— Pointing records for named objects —
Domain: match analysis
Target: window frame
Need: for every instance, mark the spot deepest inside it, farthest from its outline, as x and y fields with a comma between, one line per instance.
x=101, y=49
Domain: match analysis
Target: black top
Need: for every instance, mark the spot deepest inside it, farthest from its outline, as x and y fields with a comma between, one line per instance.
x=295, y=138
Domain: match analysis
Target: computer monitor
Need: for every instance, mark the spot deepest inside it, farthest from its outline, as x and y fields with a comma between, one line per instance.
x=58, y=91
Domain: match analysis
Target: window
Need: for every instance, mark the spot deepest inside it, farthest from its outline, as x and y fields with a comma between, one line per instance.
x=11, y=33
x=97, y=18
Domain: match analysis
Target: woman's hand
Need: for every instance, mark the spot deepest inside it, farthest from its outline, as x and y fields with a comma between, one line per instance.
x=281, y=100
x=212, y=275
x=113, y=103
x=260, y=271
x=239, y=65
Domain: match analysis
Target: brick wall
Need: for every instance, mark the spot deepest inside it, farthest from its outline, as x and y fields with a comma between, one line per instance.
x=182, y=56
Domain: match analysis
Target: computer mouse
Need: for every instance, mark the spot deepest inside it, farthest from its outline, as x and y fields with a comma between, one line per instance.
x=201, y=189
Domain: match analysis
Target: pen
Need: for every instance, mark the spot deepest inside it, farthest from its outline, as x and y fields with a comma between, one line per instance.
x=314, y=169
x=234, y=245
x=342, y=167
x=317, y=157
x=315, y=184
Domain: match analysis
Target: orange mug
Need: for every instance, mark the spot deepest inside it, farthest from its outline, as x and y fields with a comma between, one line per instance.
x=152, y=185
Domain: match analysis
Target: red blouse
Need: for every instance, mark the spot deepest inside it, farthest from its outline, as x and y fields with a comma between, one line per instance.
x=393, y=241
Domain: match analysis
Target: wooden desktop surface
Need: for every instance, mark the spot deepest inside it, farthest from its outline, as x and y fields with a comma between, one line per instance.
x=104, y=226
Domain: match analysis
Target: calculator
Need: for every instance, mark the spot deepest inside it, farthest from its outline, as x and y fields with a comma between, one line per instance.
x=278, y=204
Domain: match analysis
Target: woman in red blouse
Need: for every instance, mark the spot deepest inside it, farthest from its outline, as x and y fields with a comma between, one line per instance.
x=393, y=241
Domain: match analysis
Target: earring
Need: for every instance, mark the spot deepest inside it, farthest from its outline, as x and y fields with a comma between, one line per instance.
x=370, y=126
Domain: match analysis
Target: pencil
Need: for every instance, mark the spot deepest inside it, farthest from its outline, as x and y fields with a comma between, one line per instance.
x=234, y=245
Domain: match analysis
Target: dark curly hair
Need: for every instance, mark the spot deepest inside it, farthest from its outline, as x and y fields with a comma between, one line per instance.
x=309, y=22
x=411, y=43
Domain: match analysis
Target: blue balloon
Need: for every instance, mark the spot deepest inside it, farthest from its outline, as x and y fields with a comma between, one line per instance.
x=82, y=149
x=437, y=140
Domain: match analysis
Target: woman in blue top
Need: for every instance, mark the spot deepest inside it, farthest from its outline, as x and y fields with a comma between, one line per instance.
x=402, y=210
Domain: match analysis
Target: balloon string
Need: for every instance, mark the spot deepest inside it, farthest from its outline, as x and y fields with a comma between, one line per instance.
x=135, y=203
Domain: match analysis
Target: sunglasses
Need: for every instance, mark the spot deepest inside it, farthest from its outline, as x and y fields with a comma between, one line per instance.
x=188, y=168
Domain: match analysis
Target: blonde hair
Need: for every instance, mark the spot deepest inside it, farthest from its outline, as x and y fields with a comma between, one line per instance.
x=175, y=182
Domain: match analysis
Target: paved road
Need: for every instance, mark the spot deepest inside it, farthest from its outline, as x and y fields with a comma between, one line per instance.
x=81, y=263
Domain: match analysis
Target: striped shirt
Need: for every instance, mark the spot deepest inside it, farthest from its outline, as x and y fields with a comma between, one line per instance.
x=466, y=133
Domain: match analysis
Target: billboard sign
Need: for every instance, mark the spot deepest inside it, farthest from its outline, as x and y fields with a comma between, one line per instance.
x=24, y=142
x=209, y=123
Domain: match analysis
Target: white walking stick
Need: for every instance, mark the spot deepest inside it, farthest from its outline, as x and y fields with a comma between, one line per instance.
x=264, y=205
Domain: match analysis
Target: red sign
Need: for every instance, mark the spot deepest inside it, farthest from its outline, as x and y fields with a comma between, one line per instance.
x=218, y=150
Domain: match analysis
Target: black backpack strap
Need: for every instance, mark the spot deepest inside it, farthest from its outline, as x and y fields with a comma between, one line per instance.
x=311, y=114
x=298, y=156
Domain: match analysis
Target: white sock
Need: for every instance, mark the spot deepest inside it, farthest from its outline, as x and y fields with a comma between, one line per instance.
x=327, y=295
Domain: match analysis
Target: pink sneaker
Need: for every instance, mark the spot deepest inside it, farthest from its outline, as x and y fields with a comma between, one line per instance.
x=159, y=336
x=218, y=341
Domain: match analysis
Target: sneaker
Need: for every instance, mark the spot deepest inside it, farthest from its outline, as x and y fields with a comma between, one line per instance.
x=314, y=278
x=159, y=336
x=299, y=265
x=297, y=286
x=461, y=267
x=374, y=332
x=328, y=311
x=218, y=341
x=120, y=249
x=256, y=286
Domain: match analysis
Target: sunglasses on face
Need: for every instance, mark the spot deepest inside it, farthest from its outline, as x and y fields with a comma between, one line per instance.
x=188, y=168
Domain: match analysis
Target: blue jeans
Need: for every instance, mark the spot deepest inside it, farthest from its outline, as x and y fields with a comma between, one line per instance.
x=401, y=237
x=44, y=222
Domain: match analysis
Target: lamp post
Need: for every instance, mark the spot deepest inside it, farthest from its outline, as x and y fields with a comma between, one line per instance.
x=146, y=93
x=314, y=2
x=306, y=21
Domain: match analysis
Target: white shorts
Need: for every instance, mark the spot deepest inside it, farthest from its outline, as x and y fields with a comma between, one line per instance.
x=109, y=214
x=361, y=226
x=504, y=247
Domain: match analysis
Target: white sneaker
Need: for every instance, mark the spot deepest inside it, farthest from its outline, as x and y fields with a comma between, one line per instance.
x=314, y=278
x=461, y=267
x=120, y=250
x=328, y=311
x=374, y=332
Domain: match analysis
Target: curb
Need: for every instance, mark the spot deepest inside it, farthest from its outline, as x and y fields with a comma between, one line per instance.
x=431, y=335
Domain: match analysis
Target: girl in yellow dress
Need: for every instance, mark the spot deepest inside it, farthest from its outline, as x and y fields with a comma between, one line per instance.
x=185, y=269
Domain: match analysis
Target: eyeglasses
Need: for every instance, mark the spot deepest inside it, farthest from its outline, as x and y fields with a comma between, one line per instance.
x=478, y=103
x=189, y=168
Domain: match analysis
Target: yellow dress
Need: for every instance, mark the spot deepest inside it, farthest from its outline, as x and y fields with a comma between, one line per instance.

— Work to complete —
Convert all of the material above into a JSON list of strings with one string per line, leaving out any blank lines.

— Task solution —
[
  "Domain: match analysis",
  "Target: window frame",
  "Need: for every instance, mark the spot deepest inside it, farthest from its outline, as x and y fields with a comma between, one line per instance.",
  "x=101, y=49",
  "Domain: match analysis",
  "Target: black top",
  "Need: for every instance, mark the spot deepest inside it, farthest from its outline, as x and y fields with a comma between, one line per instance.",
  "x=295, y=138",
  "Domain: match analysis",
  "Target: computer monitor",
  "Need: for every instance, mark the spot deepest inside it, farthest from its outline, as x and y fields with a comma between, one line per instance.",
  "x=58, y=91",
  "Domain: match analysis",
  "Target: window",
  "Need: for every instance, mark the spot deepest inside it, farthest from its outline, as x and y fields with a comma between, one line per instance.",
  "x=11, y=33",
  "x=97, y=18",
  "Domain: match analysis",
  "Target: woman's hand",
  "Need: for every instance, mark the spot deepest inside it, farthest from its outline, as x and y fields with a comma between, one line per instance.",
  "x=281, y=100",
  "x=212, y=275",
  "x=113, y=103",
  "x=260, y=271",
  "x=239, y=65",
  "Domain: match analysis",
  "Target: brick wall",
  "Need: for every instance, mark the spot deepest inside it, farthest from its outline, as x and y fields with a comma between, one line per instance.",
  "x=182, y=56",
  "Domain: match analysis",
  "Target: computer mouse",
  "Need: for every instance, mark the spot deepest inside it, farthest from its outline, as x and y fields with a comma between, one line per instance.",
  "x=201, y=189",
  "Domain: match analysis",
  "Target: pen",
  "Need: for every instance, mark the spot deepest inside it, farthest from its outline, as x and y fields with a comma between, one line per instance.",
  "x=314, y=169",
  "x=234, y=245",
  "x=342, y=167",
  "x=317, y=157",
  "x=315, y=184",
  "Domain: match analysis",
  "Target: orange mug",
  "Need: for every instance, mark the spot deepest inside it, farthest from its outline, as x and y fields with a comma between, one line per instance.",
  "x=152, y=185",
  "Domain: match analysis",
  "Target: red blouse",
  "Need: for every instance, mark the spot deepest inside it, farthest from its outline, as x and y fields with a comma between, one line per instance.",
  "x=393, y=241",
  "Domain: match analysis",
  "Target: wooden desktop surface",
  "Need: for every instance, mark the spot deepest inside it, farthest from its outline, as x and y fields with a comma between, one line per instance.",
  "x=104, y=226",
  "Domain: match analysis",
  "Target: calculator",
  "Need: for every instance, mark the spot deepest inside it, farthest from its outline, as x and y fields with a comma between, one line per instance.",
  "x=278, y=204",
  "Domain: match analysis",
  "Target: woman in red blouse",
  "Need: for every instance, mark the spot deepest inside it, farthest from its outline, as x and y fields with a comma between, one line per instance.",
  "x=393, y=241",
  "Domain: match analysis",
  "Target: earring",
  "Need: for every instance, mark the spot deepest inside it, farthest from its outline, as x and y fields with a comma between, one line per instance.",
  "x=370, y=126",
  "Domain: match analysis",
  "Target: pencil",
  "Need: for every instance, mark the spot deepest inside it, farthest from its outline, as x and y fields with a comma between, one line per instance.",
  "x=234, y=245",
  "Domain: match analysis",
  "Target: dark curly hair",
  "Need: for every instance, mark the spot deepest inside it, farthest from its outline, as x and y fields with a comma between, one line per instance.",
  "x=309, y=22",
  "x=411, y=43",
  "Domain: match analysis",
  "Target: blue balloon",
  "Need: for every instance, mark the spot deepest inside it, farthest from its outline, as x and y fields with a comma between, one line per instance.",
  "x=82, y=149",
  "x=437, y=140",
  "Domain: match analysis",
  "Target: woman in blue top",
  "Need: for every instance, mark the spot deepest inside it, farthest from its outline, as x and y fields with a comma between, one line per instance.",
  "x=402, y=210",
  "Domain: match analysis",
  "Target: balloon string",
  "Need: for every instance, mark the spot deepest inside it, farthest from its outline, as x and y fields with a comma between, one line per instance.",
  "x=135, y=203",
  "Domain: match analysis",
  "Target: sunglasses",
  "Need: for every instance, mark the spot deepest inside it, farthest from its outline, as x and y fields with a comma between, one line per instance.",
  "x=188, y=168",
  "Domain: match analysis",
  "Target: blonde hair",
  "Need: for every instance, mark the spot deepest inside it, farthest from its outline, as x and y fields with a comma between, one line per instance.",
  "x=175, y=182",
  "Domain: match analysis",
  "Target: paved road",
  "Need: for every instance, mark the spot deepest inside it, farthest from its outline, as x and y fields with a comma between, one line per instance.",
  "x=81, y=263",
  "Domain: match analysis",
  "Target: striped shirt",
  "Need: for every instance, mark the spot deepest inside it, farthest from its outline, as x and y fields with a comma between, one line per instance.",
  "x=466, y=133",
  "Domain: match analysis",
  "Target: billboard sign",
  "Need: for every instance, mark the spot deepest inside it, farthest from its outline, as x and y fields with a comma between, one line per instance.",
  "x=24, y=142",
  "x=209, y=123",
  "Domain: match analysis",
  "Target: white walking stick",
  "Need: for every instance, mark the spot deepest inside it, farthest from its outline, as x and y fields with a comma between, one line per instance.",
  "x=264, y=205",
  "Domain: match analysis",
  "Target: red sign",
  "Need: for every instance, mark the spot deepest inside it, farthest from its outline, as x and y fields with a comma between, one line per instance.",
  "x=218, y=150",
  "Domain: match analysis",
  "Target: black backpack strap",
  "Need: for every instance, mark the spot deepest inside it, farthest from its outline, as x and y fields with a comma between, one line per instance.",
  "x=311, y=114",
  "x=298, y=156",
  "Domain: match analysis",
  "Target: white sock",
  "Need: for every instance, mark the spot deepest inside it, farthest from its outline, as x and y fields with a comma between, one line per instance.",
  "x=327, y=295",
  "Domain: match analysis",
  "Target: pink sneaker",
  "Need: for every instance, mark the spot deepest inside it, farthest from its outline, as x and y fields with a comma between, one line per instance.",
  "x=159, y=336",
  "x=218, y=341",
  "Domain: match analysis",
  "Target: sneaker",
  "Need: for every instance, mark the spot deepest inside it, farthest from its outline, as x and y fields with a comma between, one line per instance.",
  "x=314, y=278",
  "x=159, y=336",
  "x=299, y=265",
  "x=297, y=286",
  "x=461, y=267",
  "x=374, y=332",
  "x=328, y=311",
  "x=218, y=341",
  "x=120, y=249",
  "x=256, y=286",
  "Domain: match analysis",
  "Target: sunglasses on face",
  "Need: for every instance, mark the spot deepest inside it, farthest from its outline, as x and y fields with a comma between, one line per instance.",
  "x=188, y=168",
  "Domain: match analysis",
  "Target: blue jeans",
  "Need: for every instance, mark the spot deepest inside it, farthest from its outline, as x and y fields with a comma between, one line per instance.",
  "x=401, y=237",
  "x=44, y=222",
  "Domain: match analysis",
  "Target: lamp post",
  "Need: for every instance, mark the spot deepest inside it, farthest from its outline, as x and y fields with a comma between, one line per instance.",
  "x=146, y=93",
  "x=314, y=2",
  "x=306, y=21",
  "Domain: match analysis",
  "Target: white shorts",
  "Need: for every instance, mark the spot deepest inside it, farthest from its outline, as x and y fields with a comma between, one line per instance.",
  "x=109, y=214",
  "x=361, y=226",
  "x=504, y=247",
  "Domain: match analysis",
  "Target: white sneaker",
  "Need: for every instance, mark the spot deepest inside it, farthest from its outline, as x and y fields with a comma between, one line per instance.",
  "x=314, y=278",
  "x=461, y=267",
  "x=120, y=250",
  "x=328, y=311",
  "x=374, y=332",
  "Domain: match analysis",
  "Target: curb",
  "Need: for every instance, mark the spot deepest inside it, farthest from its outline, as x and y fields with a comma between, one line per instance.",
  "x=431, y=335",
  "Domain: match analysis",
  "Target: girl in yellow dress",
  "Need: for every instance, mark the spot deepest inside it, farthest from its outline, as x and y fields with a comma between, one line per instance.",
  "x=185, y=269",
  "Domain: match analysis",
  "Target: eyeglasses",
  "Need: for every instance, mark the spot deepest inside it, farthest from its outline, as x and y fields with a comma between, one line per instance.",
  "x=478, y=103",
  "x=189, y=168",
  "Domain: match analysis",
  "Target: yellow dress",
  "Need: for every instance, mark the spot deepest inside it, farthest from its outline, as x and y fields with a comma between, one line per instance."
]